Brano scelto
● ● ●

Il mondo e le immagini fisiche. 

3. Ma aspetta un istante; vediamo che cos'è questo non so che, che  mi viene in mente: certamente si dice che il mondo sensibile è  immagine di non so quale mondo intelligibile. Ora è singolare quello  che vediamo nelle immagini riflesse dagli specchi. Infatti per quanto  grandi siano gli specchi, non rendono le immagini più grandi di  quello che sono i corpi, per quanto piccolissimi, messi loro davanti.  Negli specchi piccoli invece, come nelle pupille degli occhi, anche se  si mette davanti ad essi un gran volto, si forma un'immagine  piccolissima, proporzionata alla misura dello specchio. Dunque è  possibile diminuire anche le immagini dei corpi, usando specchi più  piccoli, ma non si può aumentarle usando specchi più grandi. Qui  senza dubbio c'è sotto qualcosa, ma adesso bisogna dormire. E  infatti non è cercando che appaio beato a Nebridio, ma forse  scoprendo qualcosa. E che cos'è questo qualcosa? È forse quel  ragionamento che son solito accarezzare come mio particolare e di  cui son solito rallegrarmi molto? 

Si deve amare più l'anima che il corpo.

● ● ●

Insieme di righe
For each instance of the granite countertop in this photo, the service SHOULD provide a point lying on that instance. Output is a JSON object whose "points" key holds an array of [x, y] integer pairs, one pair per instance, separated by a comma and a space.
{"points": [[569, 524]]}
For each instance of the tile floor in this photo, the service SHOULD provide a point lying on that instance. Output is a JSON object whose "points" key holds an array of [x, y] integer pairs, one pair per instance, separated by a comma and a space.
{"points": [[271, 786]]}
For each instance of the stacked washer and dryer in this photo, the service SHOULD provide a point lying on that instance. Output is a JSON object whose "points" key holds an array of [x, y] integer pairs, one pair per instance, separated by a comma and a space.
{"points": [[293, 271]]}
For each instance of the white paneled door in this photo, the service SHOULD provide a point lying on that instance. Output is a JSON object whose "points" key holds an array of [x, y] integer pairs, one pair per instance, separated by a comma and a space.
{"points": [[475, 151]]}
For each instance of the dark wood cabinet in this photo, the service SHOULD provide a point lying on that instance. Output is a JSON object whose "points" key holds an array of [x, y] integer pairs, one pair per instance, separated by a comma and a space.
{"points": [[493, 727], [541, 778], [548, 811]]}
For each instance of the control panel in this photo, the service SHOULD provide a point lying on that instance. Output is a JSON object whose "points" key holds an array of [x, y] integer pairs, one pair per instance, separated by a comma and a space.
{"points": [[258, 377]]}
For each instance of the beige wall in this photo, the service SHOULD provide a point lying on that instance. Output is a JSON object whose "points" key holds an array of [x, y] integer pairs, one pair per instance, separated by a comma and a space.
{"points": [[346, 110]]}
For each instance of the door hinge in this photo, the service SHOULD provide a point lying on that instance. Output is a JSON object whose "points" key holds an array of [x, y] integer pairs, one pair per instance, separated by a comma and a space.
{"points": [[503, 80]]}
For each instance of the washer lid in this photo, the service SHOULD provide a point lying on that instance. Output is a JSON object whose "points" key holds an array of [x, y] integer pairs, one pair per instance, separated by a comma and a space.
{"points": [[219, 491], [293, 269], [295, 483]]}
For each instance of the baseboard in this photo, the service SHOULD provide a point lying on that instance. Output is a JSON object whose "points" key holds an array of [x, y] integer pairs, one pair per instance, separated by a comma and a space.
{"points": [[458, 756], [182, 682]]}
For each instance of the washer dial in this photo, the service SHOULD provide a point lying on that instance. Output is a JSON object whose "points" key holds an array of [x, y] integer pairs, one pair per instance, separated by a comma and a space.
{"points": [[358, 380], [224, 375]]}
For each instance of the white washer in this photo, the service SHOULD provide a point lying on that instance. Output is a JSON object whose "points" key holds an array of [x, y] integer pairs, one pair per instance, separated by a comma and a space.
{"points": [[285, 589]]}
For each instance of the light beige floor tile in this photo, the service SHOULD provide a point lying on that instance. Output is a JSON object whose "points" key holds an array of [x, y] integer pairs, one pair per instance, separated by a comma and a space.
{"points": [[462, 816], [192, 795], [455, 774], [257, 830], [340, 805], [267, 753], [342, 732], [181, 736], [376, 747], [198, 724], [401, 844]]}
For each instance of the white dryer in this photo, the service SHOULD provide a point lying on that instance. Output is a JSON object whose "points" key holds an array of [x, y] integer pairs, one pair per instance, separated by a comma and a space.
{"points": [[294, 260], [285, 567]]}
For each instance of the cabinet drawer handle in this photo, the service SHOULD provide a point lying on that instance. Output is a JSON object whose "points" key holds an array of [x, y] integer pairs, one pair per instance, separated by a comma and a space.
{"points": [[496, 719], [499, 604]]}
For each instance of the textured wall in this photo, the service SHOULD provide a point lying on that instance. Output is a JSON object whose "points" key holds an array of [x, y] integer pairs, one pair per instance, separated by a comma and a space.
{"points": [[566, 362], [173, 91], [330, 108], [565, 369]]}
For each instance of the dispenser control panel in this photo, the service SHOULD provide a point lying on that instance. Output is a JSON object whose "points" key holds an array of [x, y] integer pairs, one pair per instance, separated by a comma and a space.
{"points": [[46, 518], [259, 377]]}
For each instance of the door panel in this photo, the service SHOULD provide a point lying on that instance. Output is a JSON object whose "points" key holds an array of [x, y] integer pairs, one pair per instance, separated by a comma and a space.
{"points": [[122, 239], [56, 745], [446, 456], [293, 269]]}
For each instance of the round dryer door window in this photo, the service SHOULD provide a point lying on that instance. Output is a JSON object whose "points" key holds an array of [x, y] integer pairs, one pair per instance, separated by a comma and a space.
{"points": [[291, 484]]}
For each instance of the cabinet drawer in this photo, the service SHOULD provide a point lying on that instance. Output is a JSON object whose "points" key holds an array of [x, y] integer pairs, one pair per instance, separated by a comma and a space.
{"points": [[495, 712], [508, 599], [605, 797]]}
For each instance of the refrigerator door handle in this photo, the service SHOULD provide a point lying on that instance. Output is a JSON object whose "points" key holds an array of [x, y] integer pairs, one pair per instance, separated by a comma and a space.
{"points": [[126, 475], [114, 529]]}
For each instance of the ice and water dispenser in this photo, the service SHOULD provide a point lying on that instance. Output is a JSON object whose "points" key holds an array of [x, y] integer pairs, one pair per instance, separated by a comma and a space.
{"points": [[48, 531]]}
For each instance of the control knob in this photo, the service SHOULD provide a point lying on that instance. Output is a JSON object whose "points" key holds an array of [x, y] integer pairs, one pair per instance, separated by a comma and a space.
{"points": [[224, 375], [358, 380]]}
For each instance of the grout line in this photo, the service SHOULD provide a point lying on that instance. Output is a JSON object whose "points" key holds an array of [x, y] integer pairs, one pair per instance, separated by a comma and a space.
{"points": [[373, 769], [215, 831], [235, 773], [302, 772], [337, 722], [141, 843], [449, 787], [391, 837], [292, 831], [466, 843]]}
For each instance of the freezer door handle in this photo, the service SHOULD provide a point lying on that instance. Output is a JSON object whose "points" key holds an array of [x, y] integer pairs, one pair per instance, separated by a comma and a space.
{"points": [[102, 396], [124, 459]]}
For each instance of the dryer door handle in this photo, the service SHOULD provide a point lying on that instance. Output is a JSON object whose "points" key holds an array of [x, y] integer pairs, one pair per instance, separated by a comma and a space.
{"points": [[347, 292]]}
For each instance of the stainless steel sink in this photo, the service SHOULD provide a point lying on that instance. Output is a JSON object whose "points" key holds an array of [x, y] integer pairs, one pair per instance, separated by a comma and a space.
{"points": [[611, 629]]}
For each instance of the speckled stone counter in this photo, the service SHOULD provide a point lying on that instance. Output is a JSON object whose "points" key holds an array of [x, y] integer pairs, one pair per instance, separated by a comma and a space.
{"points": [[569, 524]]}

● ● ●

Consegna
Prosegui il brano sul mondo e sulle immagini riflesse negli specchi, ripartendo subito dopo la sua ultima frase. Le righe riportate sopra sono materiale a sé, distinto dal brano.

Risultato
4. Di che cosa siamo composti? D'anima e di corpo. E di queste due  parti qual è la migliore? L'anima, evidentemente. Che cosa si loda  nel corpo? Nient'altro, vedo, che la bellezza. Che cos'è la bellezza  fisica? La giusta proporzione delle parti, accompagnata da una certa  vaghezza di colorito. Questa forma leggiadra è migliore dove è vera o dove è falsa? Chi oserebbe porre in dubbio che sia migliore dove  è vera? Orbene, dove è vera? Nell'anima, naturalmente. Quindi  l'anima si deve amare più del corpo. Ma in quale parte dell'anima si  trova questa verità? Nella mente e nell'intelligenza. Che cosa  offusca l'intelligenza? I sensi. Bisogna dunque resistere ai sensi con  tutte le forze dell'anima? È evidente. E se le cose sensibili ci  dilettano troppo? Si faccia in modo che non ci dilettino. Come si fa?  Abituandoci a farne a meno e a desiderare cose migliori. E se  l'anima muore? Allora anche la verità muore, o l'intelligenza e la  verità non s'identificano, oppure l'intelligenza non ha sede  nell'anima, oppure può morire una cosa in cui ha la sua sede  alcunché d'immortale: ma che nessuna di queste eventualità possa  verificarsi già è detto nei miei Soliloqui ed è sufficientemente  dimostrato; ma per non so quale abitudine ai mali siamo atterriti e  titubanti. Infine, anche se l'anima è soggetta alla morte, il che vedo  assolutamente impossibile, tuttavia in questo periodo di riposo ho  sufficientemente accertato che la vita beata non consiste nel  godimento delle cose sensibili. Forse per queste e simili ragioni  appaio al mio Nebridio, se non beato, almeno quasi beato. Potrei  sembrarlo anche a me: che cosa ci perdo o perché dovrei rifiutare  la buona stima? Questo mi dissi; poi, come al solito, mi misi a  pregare e m'addormentai. 

Una questioncella di prosodia.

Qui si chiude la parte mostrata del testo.